***** Input records *****

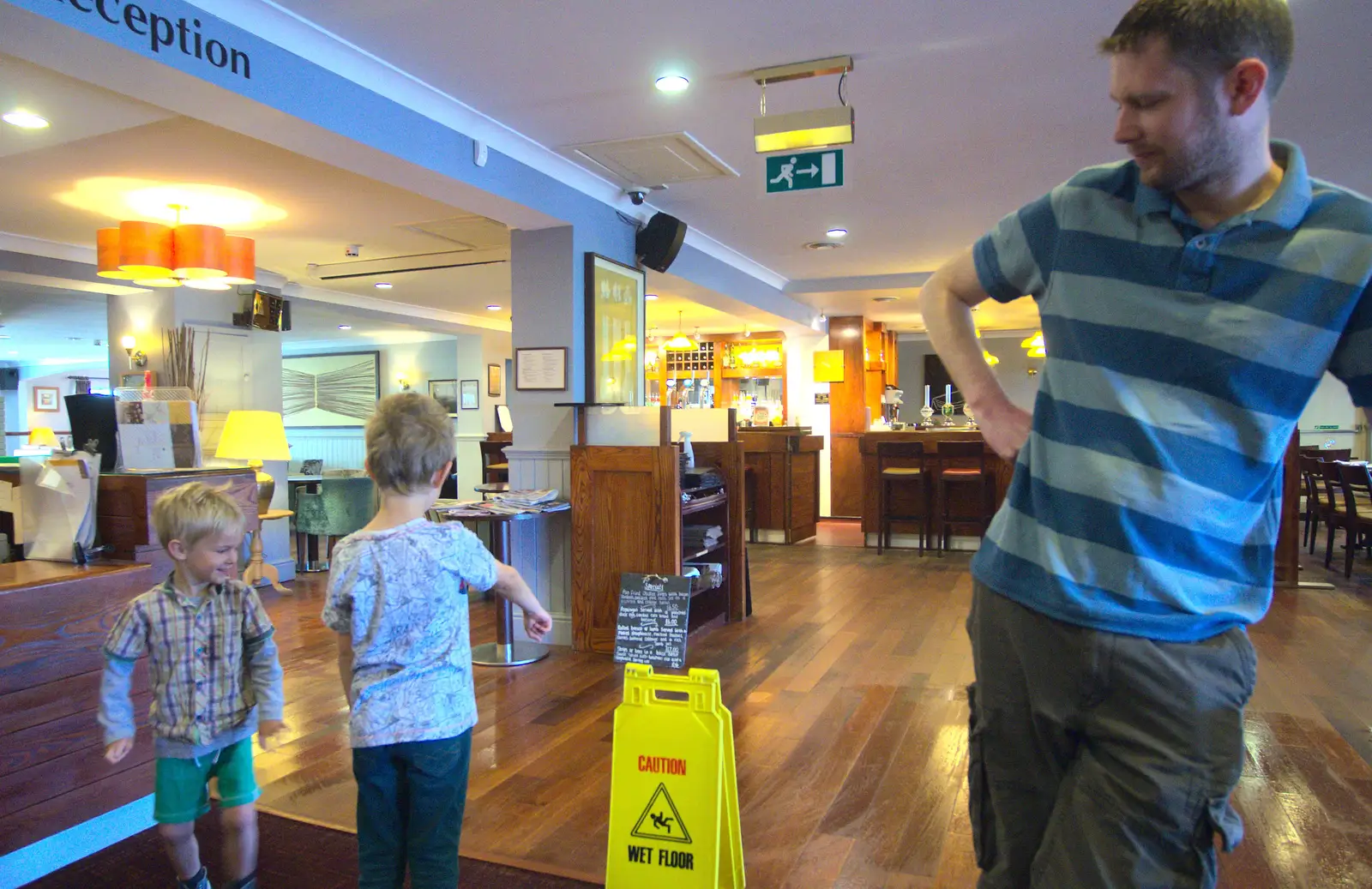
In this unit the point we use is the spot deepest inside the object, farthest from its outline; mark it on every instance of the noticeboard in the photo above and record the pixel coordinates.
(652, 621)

*****
***** Input records *****

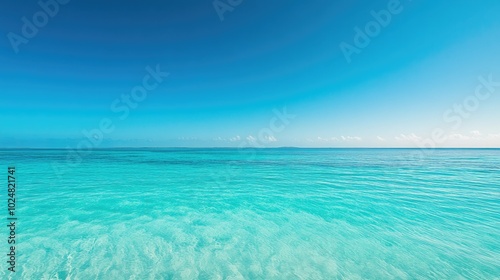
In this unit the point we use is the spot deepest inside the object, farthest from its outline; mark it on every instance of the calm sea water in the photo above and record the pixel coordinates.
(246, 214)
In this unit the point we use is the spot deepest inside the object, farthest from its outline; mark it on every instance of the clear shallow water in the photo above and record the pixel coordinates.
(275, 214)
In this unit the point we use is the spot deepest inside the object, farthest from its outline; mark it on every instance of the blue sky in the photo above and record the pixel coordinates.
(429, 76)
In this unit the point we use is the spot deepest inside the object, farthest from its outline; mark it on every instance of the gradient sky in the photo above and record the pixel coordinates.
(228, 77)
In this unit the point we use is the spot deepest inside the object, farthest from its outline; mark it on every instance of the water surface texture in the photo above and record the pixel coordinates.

*****
***** Input records *****

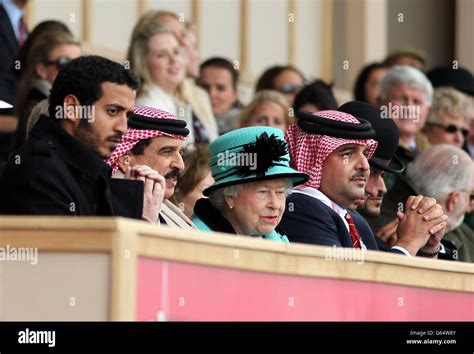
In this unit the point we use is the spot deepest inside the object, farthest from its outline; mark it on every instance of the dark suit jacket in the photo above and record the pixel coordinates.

*****

Aim: Please copy out every line of the entries above that contains the word "water". Only matches in the same upper or lower case count.

Finished exercise:
In this unit the point we use is the spot deepest inside the object, farthest from its outline; mark it on every instance of the calm sea water in the photo above and record the pixel coordinates.
In this unit the point we use is the spot deepest inside the object, farthest from its outline; mark it on every instance of the clear shallow water in the photo above and record the pixel coordinates.
In this unit the point we use is the spot deepest inside the object, farthest from its outline; mark it on every instance of the water surface texture in the photo above and record the pixel coordinates.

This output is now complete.